**TASK DIRECTIONS**
Please report each line of the material below that contains the word "gray", copying every such line in full.

#### DATA ENTRIES

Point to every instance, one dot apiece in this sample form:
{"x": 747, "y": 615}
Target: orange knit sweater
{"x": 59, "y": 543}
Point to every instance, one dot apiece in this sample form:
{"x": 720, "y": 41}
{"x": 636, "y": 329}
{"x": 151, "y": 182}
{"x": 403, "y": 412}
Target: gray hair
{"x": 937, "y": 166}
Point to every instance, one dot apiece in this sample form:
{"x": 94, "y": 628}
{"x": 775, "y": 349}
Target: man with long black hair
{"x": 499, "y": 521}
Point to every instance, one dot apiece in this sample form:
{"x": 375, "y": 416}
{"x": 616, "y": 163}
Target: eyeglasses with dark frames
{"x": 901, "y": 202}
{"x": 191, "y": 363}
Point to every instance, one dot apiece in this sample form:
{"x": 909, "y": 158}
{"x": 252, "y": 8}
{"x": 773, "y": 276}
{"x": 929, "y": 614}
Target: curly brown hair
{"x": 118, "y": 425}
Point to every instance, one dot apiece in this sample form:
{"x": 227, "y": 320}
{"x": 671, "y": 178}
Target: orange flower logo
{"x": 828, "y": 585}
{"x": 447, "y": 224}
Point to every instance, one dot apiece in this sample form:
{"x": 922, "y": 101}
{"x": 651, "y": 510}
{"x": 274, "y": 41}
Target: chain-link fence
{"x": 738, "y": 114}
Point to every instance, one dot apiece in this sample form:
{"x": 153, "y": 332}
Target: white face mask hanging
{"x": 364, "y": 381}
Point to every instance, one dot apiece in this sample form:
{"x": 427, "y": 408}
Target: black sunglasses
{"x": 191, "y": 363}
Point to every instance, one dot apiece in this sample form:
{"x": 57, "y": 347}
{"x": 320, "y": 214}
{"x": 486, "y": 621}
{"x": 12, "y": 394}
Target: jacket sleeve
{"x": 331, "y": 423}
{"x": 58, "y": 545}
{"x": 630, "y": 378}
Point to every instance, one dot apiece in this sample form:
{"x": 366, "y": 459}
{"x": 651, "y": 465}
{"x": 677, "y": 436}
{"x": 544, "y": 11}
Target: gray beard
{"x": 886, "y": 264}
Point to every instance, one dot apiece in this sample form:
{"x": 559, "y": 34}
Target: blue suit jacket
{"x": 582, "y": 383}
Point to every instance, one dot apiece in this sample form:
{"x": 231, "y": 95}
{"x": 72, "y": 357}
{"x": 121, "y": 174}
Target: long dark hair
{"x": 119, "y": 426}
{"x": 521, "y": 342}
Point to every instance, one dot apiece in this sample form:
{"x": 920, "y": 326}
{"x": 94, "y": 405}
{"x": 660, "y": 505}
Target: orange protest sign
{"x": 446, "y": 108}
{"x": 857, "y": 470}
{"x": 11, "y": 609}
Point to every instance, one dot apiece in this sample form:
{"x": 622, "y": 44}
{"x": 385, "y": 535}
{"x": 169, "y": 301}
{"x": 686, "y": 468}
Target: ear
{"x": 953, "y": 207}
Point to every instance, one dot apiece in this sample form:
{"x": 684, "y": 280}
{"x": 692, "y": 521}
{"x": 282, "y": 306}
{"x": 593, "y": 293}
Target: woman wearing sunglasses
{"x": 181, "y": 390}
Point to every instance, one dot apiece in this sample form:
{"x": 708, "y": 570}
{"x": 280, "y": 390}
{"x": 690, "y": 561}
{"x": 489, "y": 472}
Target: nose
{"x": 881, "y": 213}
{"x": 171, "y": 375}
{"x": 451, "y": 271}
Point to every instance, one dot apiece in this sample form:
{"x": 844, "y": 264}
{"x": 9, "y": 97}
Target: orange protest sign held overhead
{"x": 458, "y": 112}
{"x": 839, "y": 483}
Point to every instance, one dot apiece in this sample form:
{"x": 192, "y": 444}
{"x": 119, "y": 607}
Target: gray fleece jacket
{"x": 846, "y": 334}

########

**SOLVED EXERCISE**
Target: gray hair
Target: gray beard
Target: gray fleece jacket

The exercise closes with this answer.